## [Activity 1]
According to the passage on lumbar back braces, why are today's medical braces made with lightweight polymers and advanced breathable materials? Answer in one to three sentences.
## [Activity 2]
Pick up the passage on lumbar back braces after its last sentence and carry it on.

## [Selected extract]
───

Mark W. McFarland, DO
As a busy Spine Surgeon, I perform multiple spine surgeries every week. I am keenly interested in helping my patients recover more quickly and with less pain. I use a variety of medications, physical therapy and other modalities to enhance healing and a rapid return to work and daily activities. One of the most important resources that I prescribe for my lumbar spine surgery patients is the lumbar back brace.
You may be familiar with the lumbar support braces that you see workers at Home Depot or Lowe’s wear when they are lifting heavy items. While similar in concept, the back braces that patients use after surgery are high tech devices that are fitted to each patient and are designed to support, protect and stabilize the spine as patients heal.
Medical quality back braces are manufactured for a variety of needs, to help bear body weight and relieve pain for scoliosis patients, to help patients recover from spinal fractures by immobilizing the spine, to provide compression for relief from muscular pain, or to provide protection and limit movement after spine surgery. Today’s braces are made with lightweight polymers and advanced breathable materials that are strong and rigid, but do not add undue stress to the patient with their weight. They are easily adjustable to provide just the right amount of compression and fit for the patient’s body.

───

## [Recorded information]
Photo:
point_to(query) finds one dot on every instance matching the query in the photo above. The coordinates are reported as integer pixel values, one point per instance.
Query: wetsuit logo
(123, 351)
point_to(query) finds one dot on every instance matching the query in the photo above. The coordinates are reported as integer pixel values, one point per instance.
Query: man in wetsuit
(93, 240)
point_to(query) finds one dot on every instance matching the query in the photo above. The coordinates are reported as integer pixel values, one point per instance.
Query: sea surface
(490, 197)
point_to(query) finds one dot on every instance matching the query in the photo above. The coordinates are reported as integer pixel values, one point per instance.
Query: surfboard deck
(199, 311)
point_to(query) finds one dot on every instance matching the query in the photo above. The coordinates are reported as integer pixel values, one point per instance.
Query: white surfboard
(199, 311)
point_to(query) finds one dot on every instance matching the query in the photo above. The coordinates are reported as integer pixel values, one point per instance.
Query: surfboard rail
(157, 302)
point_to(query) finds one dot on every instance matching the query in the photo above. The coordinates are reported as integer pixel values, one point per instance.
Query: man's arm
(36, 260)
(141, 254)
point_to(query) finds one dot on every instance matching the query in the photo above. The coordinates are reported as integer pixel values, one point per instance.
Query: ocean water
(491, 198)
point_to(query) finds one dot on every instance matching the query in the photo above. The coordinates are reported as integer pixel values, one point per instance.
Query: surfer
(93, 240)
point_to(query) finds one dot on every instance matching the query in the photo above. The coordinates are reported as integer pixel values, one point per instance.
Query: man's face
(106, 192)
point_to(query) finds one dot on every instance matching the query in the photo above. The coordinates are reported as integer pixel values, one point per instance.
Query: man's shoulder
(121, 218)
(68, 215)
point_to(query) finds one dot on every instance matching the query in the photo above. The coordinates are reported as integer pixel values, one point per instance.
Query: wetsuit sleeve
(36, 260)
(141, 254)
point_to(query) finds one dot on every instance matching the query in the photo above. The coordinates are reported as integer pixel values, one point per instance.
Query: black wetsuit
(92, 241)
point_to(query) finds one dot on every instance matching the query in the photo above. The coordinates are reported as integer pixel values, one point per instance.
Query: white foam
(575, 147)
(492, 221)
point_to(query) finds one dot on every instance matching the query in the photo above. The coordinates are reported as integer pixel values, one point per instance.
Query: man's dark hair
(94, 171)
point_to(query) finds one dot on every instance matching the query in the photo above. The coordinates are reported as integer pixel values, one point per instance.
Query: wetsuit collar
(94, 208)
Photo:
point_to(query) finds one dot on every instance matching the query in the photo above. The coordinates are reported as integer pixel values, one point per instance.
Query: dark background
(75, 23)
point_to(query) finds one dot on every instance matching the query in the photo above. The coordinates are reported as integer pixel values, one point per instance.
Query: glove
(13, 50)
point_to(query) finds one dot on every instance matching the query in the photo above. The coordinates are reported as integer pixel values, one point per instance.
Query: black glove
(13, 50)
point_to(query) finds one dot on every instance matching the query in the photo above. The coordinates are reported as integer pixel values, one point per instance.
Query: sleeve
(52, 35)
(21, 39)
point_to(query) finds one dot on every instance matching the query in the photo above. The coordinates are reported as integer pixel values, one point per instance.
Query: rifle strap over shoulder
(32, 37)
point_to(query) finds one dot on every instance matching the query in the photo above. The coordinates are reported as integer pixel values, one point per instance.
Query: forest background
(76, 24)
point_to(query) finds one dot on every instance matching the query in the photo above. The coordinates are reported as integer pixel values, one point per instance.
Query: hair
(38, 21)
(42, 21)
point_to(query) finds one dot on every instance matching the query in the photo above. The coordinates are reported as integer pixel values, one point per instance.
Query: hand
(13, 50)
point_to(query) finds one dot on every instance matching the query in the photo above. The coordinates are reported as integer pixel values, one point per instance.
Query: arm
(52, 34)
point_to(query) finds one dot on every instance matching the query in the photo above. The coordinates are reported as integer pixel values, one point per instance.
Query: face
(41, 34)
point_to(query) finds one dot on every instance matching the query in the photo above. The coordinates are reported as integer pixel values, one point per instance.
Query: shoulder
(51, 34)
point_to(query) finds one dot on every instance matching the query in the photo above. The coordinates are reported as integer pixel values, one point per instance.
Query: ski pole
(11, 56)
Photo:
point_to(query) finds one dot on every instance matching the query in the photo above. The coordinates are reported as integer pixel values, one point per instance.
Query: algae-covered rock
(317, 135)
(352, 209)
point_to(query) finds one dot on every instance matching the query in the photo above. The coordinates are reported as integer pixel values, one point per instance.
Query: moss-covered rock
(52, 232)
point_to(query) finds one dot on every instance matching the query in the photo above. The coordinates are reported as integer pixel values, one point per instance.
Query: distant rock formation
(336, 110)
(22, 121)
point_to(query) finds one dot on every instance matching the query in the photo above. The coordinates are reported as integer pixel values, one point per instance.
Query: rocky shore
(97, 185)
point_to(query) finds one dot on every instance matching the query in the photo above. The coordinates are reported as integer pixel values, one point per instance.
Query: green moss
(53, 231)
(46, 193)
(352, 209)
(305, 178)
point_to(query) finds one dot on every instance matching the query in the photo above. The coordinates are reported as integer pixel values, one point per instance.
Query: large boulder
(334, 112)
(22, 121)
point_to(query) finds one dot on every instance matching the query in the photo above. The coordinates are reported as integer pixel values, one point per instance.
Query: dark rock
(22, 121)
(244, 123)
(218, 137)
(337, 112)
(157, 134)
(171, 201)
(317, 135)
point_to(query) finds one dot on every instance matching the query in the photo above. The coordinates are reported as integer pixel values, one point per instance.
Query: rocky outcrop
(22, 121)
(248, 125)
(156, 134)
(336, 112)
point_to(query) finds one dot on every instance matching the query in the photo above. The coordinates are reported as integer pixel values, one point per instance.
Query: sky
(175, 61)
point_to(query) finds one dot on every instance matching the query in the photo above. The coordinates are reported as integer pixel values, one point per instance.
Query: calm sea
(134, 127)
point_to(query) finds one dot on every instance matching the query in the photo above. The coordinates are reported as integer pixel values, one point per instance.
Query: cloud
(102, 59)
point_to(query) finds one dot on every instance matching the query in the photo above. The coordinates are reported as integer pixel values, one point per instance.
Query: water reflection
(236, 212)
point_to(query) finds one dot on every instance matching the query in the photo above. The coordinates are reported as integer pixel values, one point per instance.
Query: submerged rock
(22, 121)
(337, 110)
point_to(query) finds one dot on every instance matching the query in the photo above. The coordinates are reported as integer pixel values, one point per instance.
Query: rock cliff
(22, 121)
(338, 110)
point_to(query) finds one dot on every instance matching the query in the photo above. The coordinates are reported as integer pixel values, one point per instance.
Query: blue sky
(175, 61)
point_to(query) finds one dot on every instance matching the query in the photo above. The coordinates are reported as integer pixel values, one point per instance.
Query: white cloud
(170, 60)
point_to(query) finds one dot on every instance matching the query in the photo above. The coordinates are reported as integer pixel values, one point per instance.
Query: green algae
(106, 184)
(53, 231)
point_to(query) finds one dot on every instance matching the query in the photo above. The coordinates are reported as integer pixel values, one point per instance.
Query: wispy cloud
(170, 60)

───

## [Your response 1]
These materials are strong and rigid, so they can support the spine. Because they are light, they do not add undue stress to the patient with their weight.

## [Your response 2]
When my patient and I decide that lumbar spine surgery is the appropriate treatment option, I have my surgical scheduler fit the patient for their lumbar brace. The patient takes the brace to the hospital and when surgery is completed, the brace is put on before we get the patient up to walk before discharge from the hospital.
I recommend that my post-surgical patients wear their brace whenever they are up walking. Patients do not have to wear the brace when sleeping or even when sitting, although some patients like the extra support and protection that the brace provides while sitting. I make an exception to wearing the brace when standing to take a shower, but standing while not wearing the brace should only be done for a limited time per day while recovering from spine surgery.
Contrary to popular belief, the spine will heal on its own without the use of a back brace. It is also very difficult to “undo” a lumbar spine fusion, as the spine is stabilized with rods, screws and plates. However, as we want the bones of the spine to fuse together, vigorous or excessive movement of the spine is discouraged during the period after surgery. Lifting, bending or twisting during the recovery period can also cause pain. Lifting should be limited to about 8 pounds or as much as the weight of a gallon jug of milk.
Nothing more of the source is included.